Please copy the data below exactly, from the line with "of the white" up to and including its final line.

-- START OF EXERCISE MATERIALS --

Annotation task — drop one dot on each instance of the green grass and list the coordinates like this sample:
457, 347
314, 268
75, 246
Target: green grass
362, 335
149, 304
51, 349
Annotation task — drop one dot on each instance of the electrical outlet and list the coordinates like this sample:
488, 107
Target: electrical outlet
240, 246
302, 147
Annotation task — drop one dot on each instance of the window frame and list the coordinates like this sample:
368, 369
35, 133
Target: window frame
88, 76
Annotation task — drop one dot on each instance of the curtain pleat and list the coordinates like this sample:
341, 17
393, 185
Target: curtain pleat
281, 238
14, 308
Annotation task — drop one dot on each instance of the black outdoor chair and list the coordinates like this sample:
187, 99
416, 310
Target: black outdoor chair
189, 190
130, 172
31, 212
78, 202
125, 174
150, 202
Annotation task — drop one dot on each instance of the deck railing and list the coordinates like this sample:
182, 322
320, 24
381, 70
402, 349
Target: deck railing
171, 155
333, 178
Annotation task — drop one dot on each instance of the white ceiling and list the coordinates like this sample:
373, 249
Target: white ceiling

-- END OF EXERCISE MATERIALS --

WRITTEN RESPONSE —
Annotation task — drop one dot on each instance of the white ceiling and list the coordinates like this sample:
373, 249
Target: white ceiling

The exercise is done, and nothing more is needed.